* **Task directions**
Reproduce, word for word, the stretch of the passage on implicit bias in conflict resolution from "A lot of conflict" through "change implicit cognitions.".

*** Opening Excerpt ***

A lot of conflict resolution training works focuses on impartiality, championing ideals such as mediator neutrality, yet experiences and studies have demonstrated that bias is a pervasive reality whose subconscious manifestations undermine the impartiality of human beings. According to a 2006 article, Implicit Bias: Scientific Foundations by Anthony Greenwald and Linda Krieger, implicit and explicit bias varies and individuals demonstrate strong preference towards their own social groups, or those with similar perceived values. Yet Greenwald and Krieger’s research also highlights that it is possible to change implicit cognitions.
During an April interview, one of our team members, Lacey Wilson, shared how a demonstration of implicit bias ultimately became a pathway to trust for our team:
Gary [Friedman] had a hole in his shoe. He sat down and didn’t think about it, and Eric [Butler] said something during the meeting. “You walked in here with holes in your shoes and didn’t think anything of it. You can walk around with a hole in your shirt.” And Gary laughed about it.

*** Closing Excerpt ***
*** Opening Extracted data ***

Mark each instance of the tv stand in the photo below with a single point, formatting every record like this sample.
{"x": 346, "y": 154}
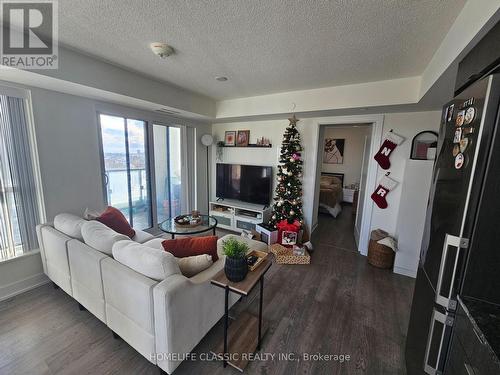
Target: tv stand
{"x": 237, "y": 216}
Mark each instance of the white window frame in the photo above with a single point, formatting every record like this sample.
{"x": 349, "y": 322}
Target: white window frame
{"x": 25, "y": 94}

*** Closing Extracted data ***

* **Task solution**
A lot of conflict resolution training works focuses on impartiality, championing ideals such as mediator neutrality, yet experiences and studies have demonstrated that bias is a pervasive reality whose subconscious manifestations undermine the impartiality of human beings. According to a 2006 article, Implicit Bias: Scientific Foundations by Anthony Greenwald and Linda Krieger, implicit and explicit bias varies and individuals demonstrate strong preference towards their own social groups, or those with similar perceived values. Yet Greenwald and Krieger’s research also highlights that it is possible to change implicit cognitions.